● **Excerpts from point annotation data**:
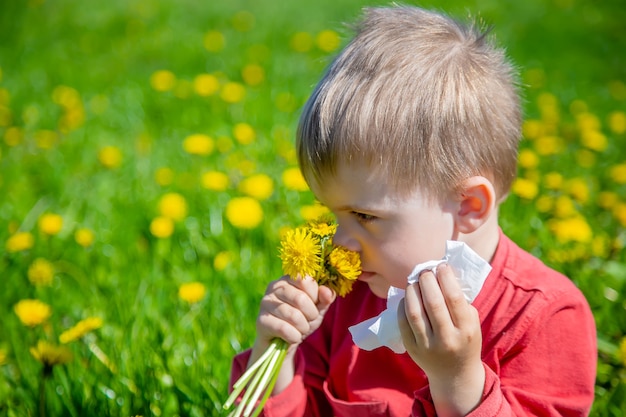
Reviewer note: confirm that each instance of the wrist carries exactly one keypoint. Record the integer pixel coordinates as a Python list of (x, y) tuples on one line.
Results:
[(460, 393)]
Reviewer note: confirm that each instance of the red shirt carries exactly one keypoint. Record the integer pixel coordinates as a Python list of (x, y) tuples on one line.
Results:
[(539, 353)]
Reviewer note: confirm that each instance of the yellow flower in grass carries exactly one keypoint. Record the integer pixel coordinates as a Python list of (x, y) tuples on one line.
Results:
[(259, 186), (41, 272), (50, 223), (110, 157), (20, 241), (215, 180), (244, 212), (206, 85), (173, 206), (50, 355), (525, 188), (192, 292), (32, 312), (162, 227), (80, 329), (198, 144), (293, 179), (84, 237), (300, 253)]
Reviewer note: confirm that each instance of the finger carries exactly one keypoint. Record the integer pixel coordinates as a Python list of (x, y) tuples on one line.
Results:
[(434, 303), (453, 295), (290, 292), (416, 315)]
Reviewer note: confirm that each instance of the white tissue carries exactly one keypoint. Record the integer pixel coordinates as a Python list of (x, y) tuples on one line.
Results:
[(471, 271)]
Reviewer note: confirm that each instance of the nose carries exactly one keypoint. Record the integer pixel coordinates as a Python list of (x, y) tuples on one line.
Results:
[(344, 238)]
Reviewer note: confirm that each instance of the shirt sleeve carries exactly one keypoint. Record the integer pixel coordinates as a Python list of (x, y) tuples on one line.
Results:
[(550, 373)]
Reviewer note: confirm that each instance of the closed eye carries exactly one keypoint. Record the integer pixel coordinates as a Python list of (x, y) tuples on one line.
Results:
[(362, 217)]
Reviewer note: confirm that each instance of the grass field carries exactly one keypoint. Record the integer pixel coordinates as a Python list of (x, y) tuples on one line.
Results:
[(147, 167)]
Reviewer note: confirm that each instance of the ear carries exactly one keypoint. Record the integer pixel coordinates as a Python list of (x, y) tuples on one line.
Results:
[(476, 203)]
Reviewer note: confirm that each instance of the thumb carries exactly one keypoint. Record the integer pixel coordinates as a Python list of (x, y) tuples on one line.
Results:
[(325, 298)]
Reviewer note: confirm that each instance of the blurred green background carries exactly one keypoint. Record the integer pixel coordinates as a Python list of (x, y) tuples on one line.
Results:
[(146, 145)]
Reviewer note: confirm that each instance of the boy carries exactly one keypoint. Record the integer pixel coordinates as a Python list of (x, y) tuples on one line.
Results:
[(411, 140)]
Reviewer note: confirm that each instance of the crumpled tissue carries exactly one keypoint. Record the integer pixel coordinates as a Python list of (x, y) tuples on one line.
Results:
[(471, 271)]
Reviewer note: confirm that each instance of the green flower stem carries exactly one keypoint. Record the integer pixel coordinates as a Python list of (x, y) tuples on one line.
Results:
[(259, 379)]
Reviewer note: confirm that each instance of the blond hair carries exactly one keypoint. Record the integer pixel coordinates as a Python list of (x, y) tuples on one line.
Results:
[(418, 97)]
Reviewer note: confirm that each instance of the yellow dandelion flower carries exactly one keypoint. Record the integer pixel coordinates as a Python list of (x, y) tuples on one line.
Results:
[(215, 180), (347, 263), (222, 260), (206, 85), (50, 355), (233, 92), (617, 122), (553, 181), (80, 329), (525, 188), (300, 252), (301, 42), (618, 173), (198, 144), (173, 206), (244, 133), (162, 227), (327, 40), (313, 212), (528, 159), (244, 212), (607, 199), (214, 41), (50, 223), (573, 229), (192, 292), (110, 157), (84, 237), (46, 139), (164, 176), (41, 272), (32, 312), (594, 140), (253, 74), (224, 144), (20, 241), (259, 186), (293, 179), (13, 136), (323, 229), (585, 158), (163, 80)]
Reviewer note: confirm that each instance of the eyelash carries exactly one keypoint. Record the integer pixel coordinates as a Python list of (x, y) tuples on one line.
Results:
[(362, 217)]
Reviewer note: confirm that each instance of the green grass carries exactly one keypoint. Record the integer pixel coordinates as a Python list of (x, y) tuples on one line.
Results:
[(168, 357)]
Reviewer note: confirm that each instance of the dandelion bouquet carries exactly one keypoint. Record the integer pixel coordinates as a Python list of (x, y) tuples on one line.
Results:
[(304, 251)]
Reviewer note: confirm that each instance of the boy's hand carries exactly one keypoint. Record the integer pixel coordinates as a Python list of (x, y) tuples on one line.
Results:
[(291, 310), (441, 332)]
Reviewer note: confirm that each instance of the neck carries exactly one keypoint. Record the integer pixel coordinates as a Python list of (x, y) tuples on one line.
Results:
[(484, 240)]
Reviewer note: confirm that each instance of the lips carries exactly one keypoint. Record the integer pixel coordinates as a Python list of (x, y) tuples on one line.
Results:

● **DO THIS**: Rewrite every line of the rows above as a JSON list of strings, one string per line, with blank lines omitted. Leave the pictures out of your answer.

● **WORKED ANSWER**:
[
  "Reviewer note: confirm that each instance of the wrist carries exactly one keypoint. Record the integer pixel coordinates as a Python list of (x, y) tuples on one line.",
  "Results:",
  "[(460, 393)]",
  "Reviewer note: confirm that each instance of the red shirt carries exactly one keypoint. Record the integer pixel coordinates as a Python list of (x, y) tuples on one line.",
  "Results:",
  "[(539, 353)]",
  "Reviewer note: confirm that each instance of the yellow flower in grass carries exactly one keypoint. Record the integer pixel coordinates as a Python list of (x, y) tuples on one line.",
  "Results:",
  "[(259, 186), (41, 272), (50, 223), (110, 157), (20, 241), (215, 180), (244, 212), (206, 85), (173, 206), (50, 355), (525, 188), (192, 292), (32, 312), (162, 227), (80, 329), (198, 144), (293, 179), (84, 237), (300, 253)]",
  "Reviewer note: confirm that each instance of the finger carries exactly one keypoint. Record the integer pixel coordinates as a Python list of (x, y) tuples on one line.",
  "Results:",
  "[(434, 303), (453, 295), (290, 292), (416, 315)]",
  "Reviewer note: confirm that each instance of the white tissue carries exactly one keypoint. Record the integer pixel coordinates as a Python list of (x, y) tuples on one line.",
  "Results:",
  "[(471, 271)]",
  "Reviewer note: confirm that each instance of the nose carries exactly one keypoint. Record the integer pixel coordinates as a Python list of (x, y) tuples on one line.",
  "Results:",
  "[(344, 238)]",
  "Reviewer note: confirm that each instance of the shirt sleeve carries exactly one keypoint. Record the integer pixel coordinates as a Python list of (x, y) tuples on one line.",
  "Results:",
  "[(550, 373)]",
  "Reviewer note: confirm that each instance of the closed eye carries exactly one keypoint. Record the integer pixel coordinates as a Python list of (x, y) tuples on one line.",
  "Results:",
  "[(362, 217)]",
  "Reviewer note: confirm that each instance of the grass field carries exactly one keypoint. Record the integer pixel coordinates as a Python list of (x, y) tuples on one line.",
  "Results:",
  "[(147, 167)]",
  "Reviewer note: confirm that each instance of the ear carries exactly one keypoint. Record the integer pixel coordinates as a Python list of (x, y) tuples on one line.",
  "Results:",
  "[(476, 203)]",
  "Reviewer note: confirm that each instance of the thumb carries exactly one keypoint. Record the integer pixel coordinates as a Python list of (x, y) tuples on one line.",
  "Results:",
  "[(325, 298)]",
  "Reviewer note: confirm that each instance of the blurred green background carries exactly one keypoint. Record the integer pixel coordinates as a Python list of (x, y) tuples on one line.",
  "Results:",
  "[(146, 145)]",
  "Reviewer note: confirm that each instance of the boy carries exactly one keypoint. Record the integer pixel coordinates as a Python list of (x, y) tuples on one line.",
  "Results:",
  "[(411, 140)]",
  "Reviewer note: confirm that each instance of the crumpled tissue carries exactly one keypoint. Record the integer pixel coordinates as a Python list of (x, y) tuples on one line.",
  "Results:",
  "[(471, 271)]",
  "Reviewer note: confirm that each instance of the green flower stem carries exactly one keypoint. Record the integer pixel coordinates as a Python list of (x, y) tuples on one line.",
  "Results:",
  "[(259, 379)]",
  "Reviewer note: confirm that each instance of the blond hair carries exactly one keypoint. Record the integer pixel coordinates as a Python list of (x, y) tuples on one line.",
  "Results:",
  "[(418, 97)]",
  "Reviewer note: confirm that each instance of the yellow dandelion flower carries exactly one keypoint. Record the integer pixel coordinates as a Python list of (x, y) tuples on one line.",
  "Results:",
  "[(215, 180), (347, 263), (222, 260), (206, 85), (50, 355), (233, 92), (617, 122), (553, 181), (80, 329), (525, 188), (300, 252), (301, 42), (618, 173), (198, 144), (173, 206), (244, 133), (162, 227), (327, 40), (313, 212), (528, 159), (244, 212), (607, 199), (214, 41), (50, 223), (573, 229), (192, 292), (110, 157), (84, 237), (46, 139), (164, 176), (41, 272), (32, 312), (594, 140), (253, 74), (224, 144), (20, 241), (259, 186), (293, 179), (13, 136), (323, 229), (585, 158), (163, 80)]",
  "Reviewer note: confirm that each instance of the eyelash carries exactly one keypoint. Record the integer pixel coordinates as a Python list of (x, y) tuples on one line.",
  "Results:",
  "[(362, 217)]",
  "Reviewer note: confirm that each instance of the green grass carries exactly one keypoint. Record the integer pixel coordinates as a Python list of (x, y) tuples on one line.",
  "Results:",
  "[(168, 357)]",
  "Reviewer note: confirm that each instance of the dandelion bouquet carries exactly one keypoint. Record the integer pixel coordinates as a Python list of (x, y) tuples on one line.",
  "Results:",
  "[(304, 251)]",
  "Reviewer note: confirm that each instance of the boy's hand carries exactly one keypoint. Record the integer pixel coordinates as a Python list of (x, y) tuples on one line.",
  "Results:",
  "[(291, 310), (441, 332)]",
  "Reviewer note: confirm that each instance of the neck carries exactly one keypoint. Record the integer pixel coordinates as a Python list of (x, y) tuples on one line.",
  "Results:",
  "[(484, 240)]",
  "Reviewer note: confirm that each instance of the lips carries exactly one keypoint. Record the integer pixel coordinates as a Python list of (x, y) tuples on one line.",
  "Results:"
]